Written instruction: Report every line in the items below that contains the word "stick". Case matters when you match it.

[Records of pointing to named objects]
◇ ◇ ◇

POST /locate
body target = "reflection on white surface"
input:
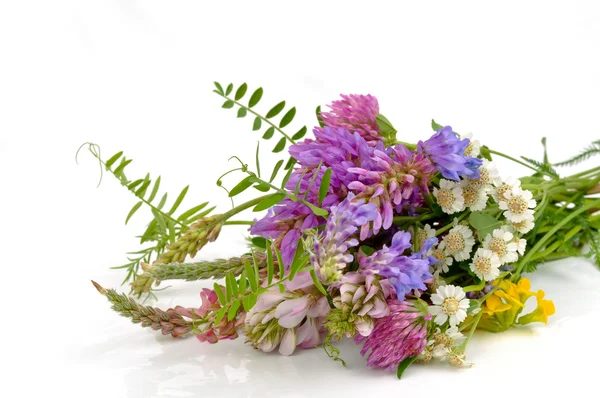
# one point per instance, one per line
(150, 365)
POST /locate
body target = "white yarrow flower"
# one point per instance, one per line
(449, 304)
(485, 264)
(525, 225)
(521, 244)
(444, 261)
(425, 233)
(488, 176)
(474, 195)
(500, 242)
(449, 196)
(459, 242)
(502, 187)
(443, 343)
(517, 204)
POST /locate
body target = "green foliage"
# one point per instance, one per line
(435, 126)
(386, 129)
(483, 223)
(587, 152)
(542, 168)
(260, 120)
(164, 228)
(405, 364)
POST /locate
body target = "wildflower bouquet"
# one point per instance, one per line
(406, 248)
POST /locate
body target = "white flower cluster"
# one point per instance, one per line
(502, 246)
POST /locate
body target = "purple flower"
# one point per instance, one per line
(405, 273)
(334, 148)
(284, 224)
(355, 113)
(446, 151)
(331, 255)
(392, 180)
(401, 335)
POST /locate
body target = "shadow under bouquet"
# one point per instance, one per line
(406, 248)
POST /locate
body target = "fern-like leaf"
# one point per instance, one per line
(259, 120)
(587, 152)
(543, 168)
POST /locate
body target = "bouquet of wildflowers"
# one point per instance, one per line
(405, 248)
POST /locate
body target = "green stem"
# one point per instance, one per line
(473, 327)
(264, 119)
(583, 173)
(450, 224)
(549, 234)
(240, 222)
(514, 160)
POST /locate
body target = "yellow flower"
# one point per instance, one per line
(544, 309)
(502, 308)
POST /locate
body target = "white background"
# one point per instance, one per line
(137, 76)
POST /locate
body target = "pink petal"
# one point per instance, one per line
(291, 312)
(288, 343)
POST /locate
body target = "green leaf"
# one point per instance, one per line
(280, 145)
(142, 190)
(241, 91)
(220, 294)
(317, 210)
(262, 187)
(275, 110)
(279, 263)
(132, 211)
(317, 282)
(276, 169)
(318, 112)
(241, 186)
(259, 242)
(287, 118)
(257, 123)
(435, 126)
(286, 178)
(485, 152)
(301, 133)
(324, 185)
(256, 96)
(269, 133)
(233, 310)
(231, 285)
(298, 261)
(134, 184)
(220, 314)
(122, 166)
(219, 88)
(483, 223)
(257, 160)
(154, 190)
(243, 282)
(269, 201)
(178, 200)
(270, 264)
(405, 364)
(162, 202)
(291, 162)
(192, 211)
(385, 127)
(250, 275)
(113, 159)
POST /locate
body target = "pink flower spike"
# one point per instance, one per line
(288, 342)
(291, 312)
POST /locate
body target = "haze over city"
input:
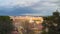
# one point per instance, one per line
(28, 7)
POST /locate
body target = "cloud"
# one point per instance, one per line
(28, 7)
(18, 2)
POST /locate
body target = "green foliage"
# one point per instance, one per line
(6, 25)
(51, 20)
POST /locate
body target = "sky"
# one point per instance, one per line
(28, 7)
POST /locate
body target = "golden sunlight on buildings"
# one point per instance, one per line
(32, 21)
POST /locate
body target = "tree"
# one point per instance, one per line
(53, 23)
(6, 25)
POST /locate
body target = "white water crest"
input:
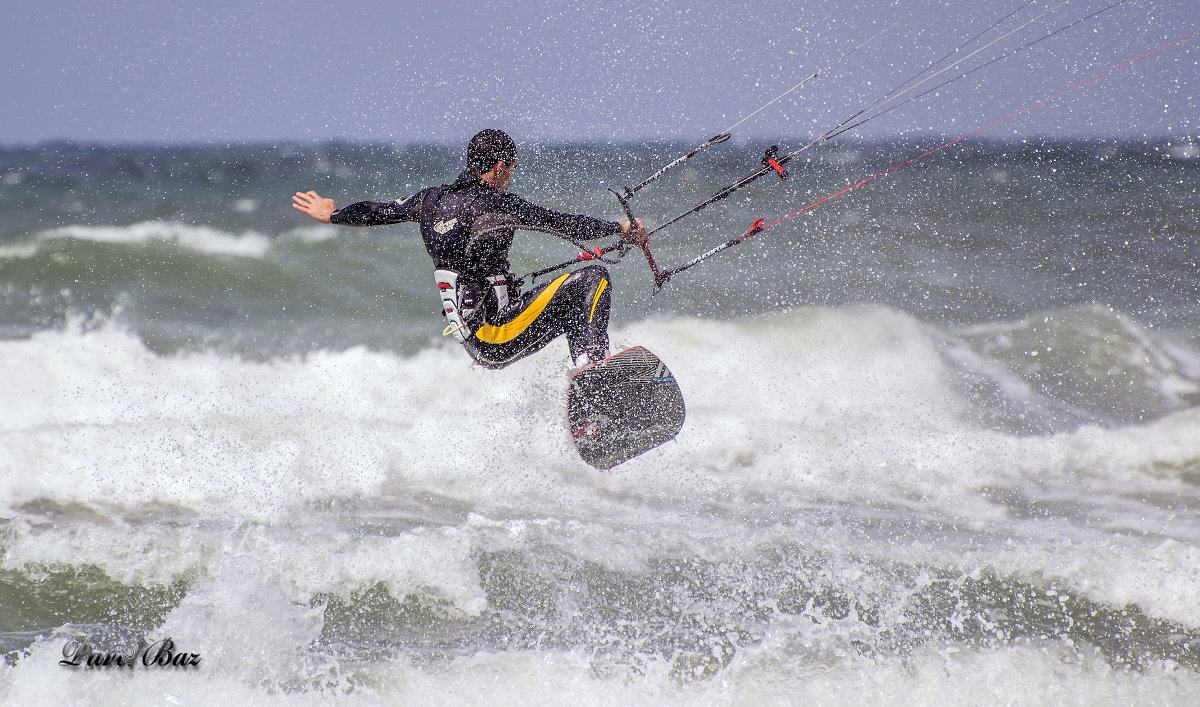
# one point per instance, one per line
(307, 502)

◇ ◇ ◇

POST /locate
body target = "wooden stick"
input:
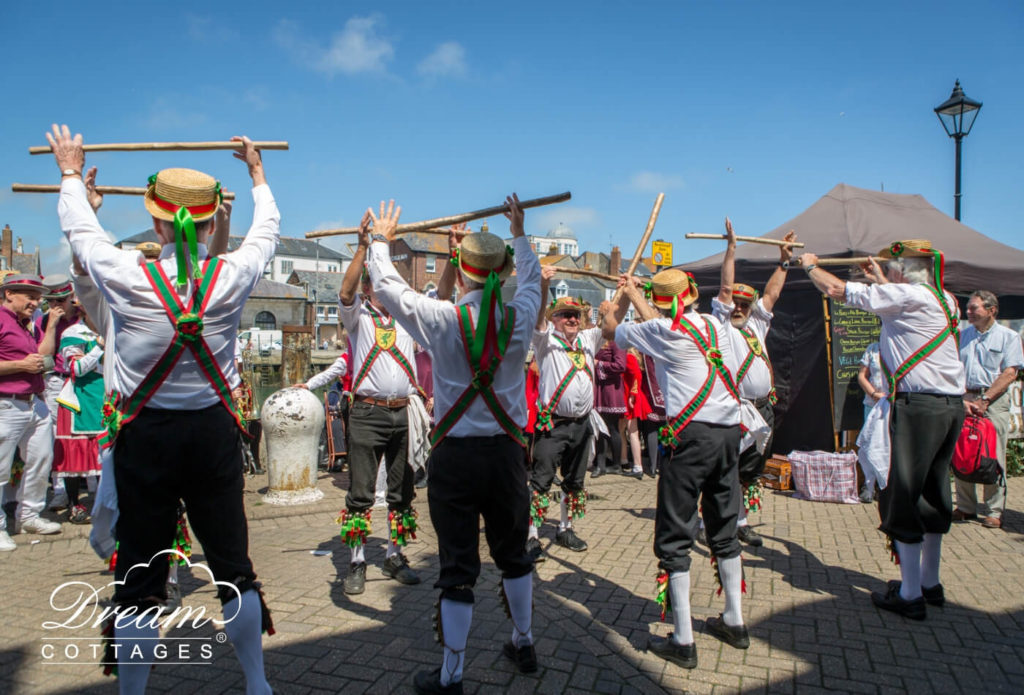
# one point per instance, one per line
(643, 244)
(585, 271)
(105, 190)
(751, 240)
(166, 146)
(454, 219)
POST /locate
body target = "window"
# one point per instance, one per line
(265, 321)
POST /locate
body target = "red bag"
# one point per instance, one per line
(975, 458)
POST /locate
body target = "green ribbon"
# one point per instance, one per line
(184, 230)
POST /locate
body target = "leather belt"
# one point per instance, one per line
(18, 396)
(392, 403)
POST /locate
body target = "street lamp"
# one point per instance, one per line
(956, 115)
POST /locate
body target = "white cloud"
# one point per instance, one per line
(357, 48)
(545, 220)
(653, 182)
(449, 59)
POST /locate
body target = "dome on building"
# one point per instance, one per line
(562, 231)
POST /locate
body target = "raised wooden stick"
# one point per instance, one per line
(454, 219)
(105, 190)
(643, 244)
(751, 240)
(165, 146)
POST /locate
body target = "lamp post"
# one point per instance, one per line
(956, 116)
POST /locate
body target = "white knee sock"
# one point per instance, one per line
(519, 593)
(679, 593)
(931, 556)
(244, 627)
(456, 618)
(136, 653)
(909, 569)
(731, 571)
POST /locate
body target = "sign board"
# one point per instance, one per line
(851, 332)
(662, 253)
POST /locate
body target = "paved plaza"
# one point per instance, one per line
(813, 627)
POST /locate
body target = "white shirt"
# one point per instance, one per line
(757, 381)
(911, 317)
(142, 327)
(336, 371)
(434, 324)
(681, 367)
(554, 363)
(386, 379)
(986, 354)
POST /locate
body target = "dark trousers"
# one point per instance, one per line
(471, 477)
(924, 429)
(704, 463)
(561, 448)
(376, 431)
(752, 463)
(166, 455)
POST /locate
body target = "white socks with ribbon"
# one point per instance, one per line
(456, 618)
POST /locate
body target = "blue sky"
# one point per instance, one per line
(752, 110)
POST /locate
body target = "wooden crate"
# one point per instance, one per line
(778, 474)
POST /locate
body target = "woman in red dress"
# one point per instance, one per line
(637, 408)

◇ ◇ ◇

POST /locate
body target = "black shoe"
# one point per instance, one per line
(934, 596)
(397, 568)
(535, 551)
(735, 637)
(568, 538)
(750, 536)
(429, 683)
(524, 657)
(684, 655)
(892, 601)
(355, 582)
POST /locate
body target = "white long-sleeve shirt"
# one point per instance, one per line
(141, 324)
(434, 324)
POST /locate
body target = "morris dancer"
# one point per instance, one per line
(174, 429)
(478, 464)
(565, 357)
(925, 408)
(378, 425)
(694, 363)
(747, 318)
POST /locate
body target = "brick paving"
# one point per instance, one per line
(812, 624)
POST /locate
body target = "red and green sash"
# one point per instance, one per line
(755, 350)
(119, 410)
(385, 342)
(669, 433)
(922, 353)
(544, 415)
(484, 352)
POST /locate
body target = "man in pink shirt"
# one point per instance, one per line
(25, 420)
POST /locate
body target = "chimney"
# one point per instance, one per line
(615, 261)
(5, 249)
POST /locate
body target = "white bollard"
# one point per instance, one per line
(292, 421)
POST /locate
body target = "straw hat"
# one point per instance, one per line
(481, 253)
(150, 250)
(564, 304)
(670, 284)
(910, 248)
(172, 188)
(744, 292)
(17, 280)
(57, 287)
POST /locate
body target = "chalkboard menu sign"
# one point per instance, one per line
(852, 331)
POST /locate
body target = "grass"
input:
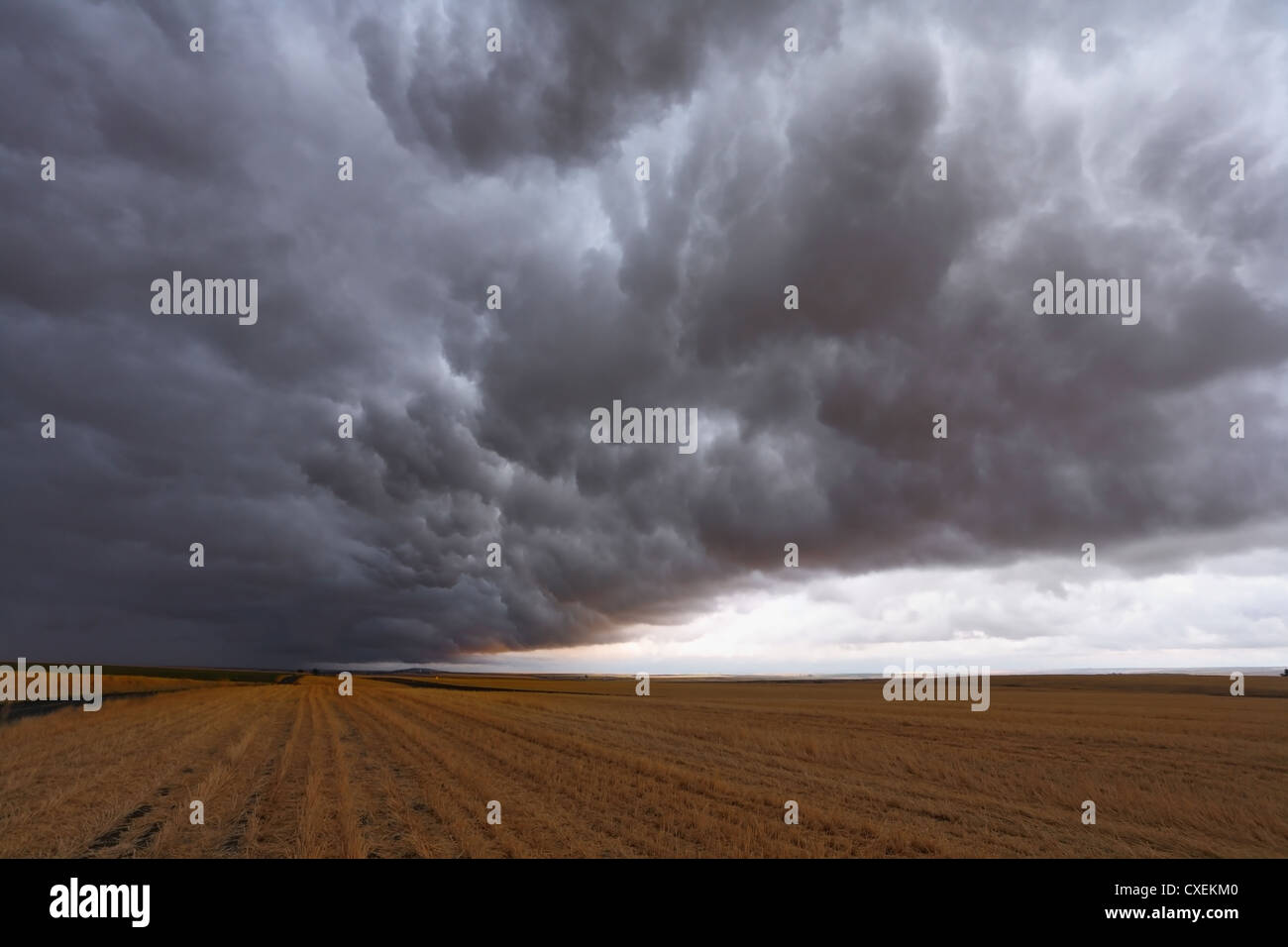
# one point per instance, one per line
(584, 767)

◇ ◇ ◇

Solved exercise:
body target = "wooden stick"
body target = "raised wooden stick"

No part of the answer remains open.